[Passage shown]
::::
Japanese researchers use machine learning to detect dementia
A joint group of researchers from Osaka University and Nara Institute of Science and Technology in Japan has been able to detect dementia with 92% accuracy using machine learning techniques, the university said in a statement.
To make a diagnosis, the machine analysed the conversations that elderly people had with the human avatars of a computer, the statement added.
Dementia was diagnosed through cognitive function tests such as mini-mental state examination (MMSE) and medical imaging systems at hospitals, which the researchers said was more than adequate to determine the condition. Previously, the diagnoses were made mainly using the same neuropsychological questions, and hence, habituation lowered performance in detecting dementia, the researchers noted.
“If further developed, it will become possible to know whether or not an elderly individual is in the early stages of dementia through conversation with computer avatars at home on a daily basis. It will encourage them to seek medical help, leading to early diagnosis,” said the paper's lead author Takashi Kudo.
The machine can read various signals by combining features of dementia, such as delay in response to questions depending on the content of questions, intonation, articulation rate of the voice and the percentage of nouns and verbs in the speech, the research paper said. The machine learning model was created based on the interactions with only 12 participants.
IBM's AI platform Watson is already being used at Indian hospital chains like Apollo and Manipal for cancer cure.
::::
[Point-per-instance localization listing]
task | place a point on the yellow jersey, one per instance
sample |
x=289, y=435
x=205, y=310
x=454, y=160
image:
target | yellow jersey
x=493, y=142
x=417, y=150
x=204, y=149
::::
[Aim of the task]
Answer these questions about the article on machine learning and dementia above:
1. What accuracy did the researchers achieve in detecting dementia?
2. How many participants' interactions was the machine learning model based on?
3. Who was the paper's lead author?

[Result]
1. 92%
2. 12
3. Takashi Kudo